* **The exercise**: Convert every line of the items below into a JSON list of strings, with one string per line and no entries for blank lines. Leave the pictures out of the list.

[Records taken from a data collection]
# # # #

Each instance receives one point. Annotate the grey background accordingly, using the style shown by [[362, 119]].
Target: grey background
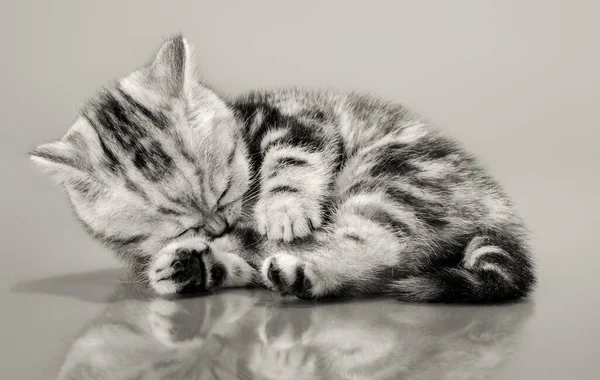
[[516, 81]]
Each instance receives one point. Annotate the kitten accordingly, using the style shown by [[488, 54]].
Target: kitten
[[313, 194]]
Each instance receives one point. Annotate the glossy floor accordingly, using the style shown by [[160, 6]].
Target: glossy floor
[[95, 325], [516, 81], [251, 334]]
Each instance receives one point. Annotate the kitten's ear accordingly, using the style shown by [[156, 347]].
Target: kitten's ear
[[60, 160], [171, 70]]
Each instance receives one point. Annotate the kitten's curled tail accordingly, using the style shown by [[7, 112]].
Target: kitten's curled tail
[[488, 273]]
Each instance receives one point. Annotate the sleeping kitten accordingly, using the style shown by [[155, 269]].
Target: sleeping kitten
[[313, 194]]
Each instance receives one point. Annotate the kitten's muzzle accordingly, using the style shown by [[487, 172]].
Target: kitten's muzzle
[[216, 226]]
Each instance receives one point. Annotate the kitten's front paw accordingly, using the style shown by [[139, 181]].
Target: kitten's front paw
[[285, 217], [289, 275], [181, 267]]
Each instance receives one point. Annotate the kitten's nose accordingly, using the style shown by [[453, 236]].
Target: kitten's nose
[[216, 226]]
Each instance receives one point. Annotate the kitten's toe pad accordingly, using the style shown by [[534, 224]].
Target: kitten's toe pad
[[180, 267], [288, 275], [285, 217]]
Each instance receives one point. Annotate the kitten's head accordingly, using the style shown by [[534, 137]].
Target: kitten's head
[[152, 156]]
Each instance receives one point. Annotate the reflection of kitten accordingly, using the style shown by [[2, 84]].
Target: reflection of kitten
[[244, 335], [354, 195]]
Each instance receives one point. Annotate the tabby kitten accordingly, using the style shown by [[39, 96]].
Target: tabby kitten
[[313, 194]]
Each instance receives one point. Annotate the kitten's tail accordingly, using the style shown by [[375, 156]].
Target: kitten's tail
[[487, 274]]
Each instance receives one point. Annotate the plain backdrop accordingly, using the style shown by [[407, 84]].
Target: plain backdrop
[[516, 81]]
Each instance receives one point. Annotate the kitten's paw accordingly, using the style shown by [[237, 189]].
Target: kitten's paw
[[285, 217], [289, 275], [181, 267], [192, 266]]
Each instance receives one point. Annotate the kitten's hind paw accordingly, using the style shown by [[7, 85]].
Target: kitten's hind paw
[[288, 275]]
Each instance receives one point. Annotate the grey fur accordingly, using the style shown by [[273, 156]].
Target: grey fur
[[321, 193]]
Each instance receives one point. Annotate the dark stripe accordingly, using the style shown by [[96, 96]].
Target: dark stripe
[[431, 213], [290, 161], [158, 119], [250, 240], [353, 237], [384, 219], [283, 189], [54, 158], [232, 155], [299, 133], [224, 192], [275, 142], [169, 211], [133, 187], [112, 161], [218, 274], [120, 241]]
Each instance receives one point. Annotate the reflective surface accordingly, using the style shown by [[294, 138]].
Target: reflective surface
[[516, 81], [252, 334]]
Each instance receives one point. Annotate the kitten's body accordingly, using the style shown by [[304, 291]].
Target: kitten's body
[[328, 194]]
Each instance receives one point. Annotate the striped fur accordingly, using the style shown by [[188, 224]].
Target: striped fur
[[319, 193]]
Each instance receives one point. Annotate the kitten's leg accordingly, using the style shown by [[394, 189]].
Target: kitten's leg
[[192, 265], [359, 254], [295, 183]]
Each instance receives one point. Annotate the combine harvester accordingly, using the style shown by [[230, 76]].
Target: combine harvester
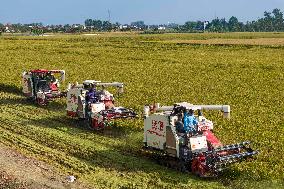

# # # #

* **Output of the exercise**:
[
  "Each instance receives one point. Annotate the grey background accordingly, using the style shown by [[362, 119]].",
  "Target: grey background",
  "[[516, 81]]",
  "Each instance receives one point. Annotate the kitten accordingly, using the style shown by [[488, 54]].",
  "Target: kitten",
  "[[313, 194]]",
  "Each instance receives one point. Annotate the glossy floor accordingly, using the style shown by [[160, 6]].",
  "Target: glossy floor",
  "[[95, 325], [516, 81], [251, 334]]",
  "Each instance receives one point. Annotate the kitten's ear accordingly, using the style shown by [[156, 347]].",
  "Target: kitten's ear",
  "[[60, 160], [171, 70]]",
  "Each instance receives one point. Annotate the kitten's curled tail accordingly, using the style shown by [[7, 112]].",
  "Target: kitten's curled tail",
  "[[488, 273]]",
  "Each instance receives one point. Annotate the sleeping kitten accordingly, using the style shown by [[155, 269]].",
  "Target: sleeping kitten",
  "[[313, 194]]",
  "Each instance receives one point. Annotate the kitten's muzzle accordingly, using the style shown by [[487, 172]].",
  "Target: kitten's muzzle",
  "[[216, 226]]",
  "Each instance receives one point. Annotate the kitten's front paw accordingly, using the style shown by [[139, 181]].",
  "Target: kitten's front paw",
  "[[285, 217], [289, 275], [181, 267]]",
  "Each instance receives one point. Annotate the kitten's nose accordingly, using the style shown by [[453, 236]].",
  "Target: kitten's nose",
  "[[216, 226]]",
  "Each instance receives one point. Annotate the kitten's toe pad accordingly, using the style shown by [[534, 224]].",
  "Target: kitten's toe pad",
  "[[180, 267], [288, 275], [285, 217]]",
  "Each instance receives one point. Annotate the kitten's head accordingly, using the style shown by [[534, 137]].",
  "Target: kitten's head",
  "[[152, 156]]",
  "Each instance receives one point. Annotate the reflection of kitten accordingly, using the style shown by [[2, 84]].",
  "Target: reflection of kitten",
  "[[244, 335], [354, 195]]",
  "Each instance receives one point. Annotate the tabby kitten accordingly, using the style shown by [[39, 96]].",
  "Target: tabby kitten",
  "[[313, 194]]",
  "Each instance receives one point. Annotate the kitten's tail accordingly, using the style shown by [[375, 156]].",
  "Target: kitten's tail",
  "[[487, 274]]",
  "Each instance receives one point. Annotate the plain backdrop accordingly, using the style shown by [[407, 84]].",
  "Target: plain backdrop",
  "[[516, 81]]",
  "Each instance receives one point. Annotate the kitten's paw accordingly, using the style shown by [[237, 189]].",
  "Target: kitten's paw",
  "[[285, 217], [289, 275], [181, 267], [192, 266]]",
  "Each instance receives one point. Annotate the kitten's hind paw accordingly, using the style shown by [[7, 85]].",
  "Target: kitten's hind paw",
  "[[288, 275]]",
  "Each instance receives one point. Annotate the grey fur accordingly, using the style shown by [[273, 156]].",
  "Target: grey fur",
  "[[321, 193]]",
  "Each instance receives one point. Annotate the dark stripe accordingly, using the style shown by [[96, 96]].",
  "Target: dark stripe",
  "[[431, 213], [290, 161], [158, 119], [250, 240], [353, 237], [384, 219], [283, 189], [54, 158], [232, 155], [299, 133], [224, 192], [275, 142], [169, 211], [133, 187], [112, 161], [218, 274], [120, 241]]",
  "Each instance receives one point. Annotate the reflective surface accordingly, using the style shown by [[294, 138]].",
  "Target: reflective surface",
  "[[516, 81], [252, 334]]",
  "Each instance receives one point. Annotate the kitten's body accordingly, using the style shown by [[304, 291]].",
  "Target: kitten's body",
  "[[328, 194]]",
  "Each instance receives one point. Annotate the striped fur accordingly, using the style shown by [[188, 224]].",
  "Target: striped fur",
  "[[319, 193]]",
  "Each instance receives one point. Annotate the kitten's leg accordingly, using the style shown by [[394, 189]].",
  "Target: kitten's leg",
  "[[192, 265], [359, 254], [295, 183]]",
  "Each instance receives one point. Annotate the combine harvester accordingly, using the style shown by [[230, 76]].",
  "Target: combine harvester"
]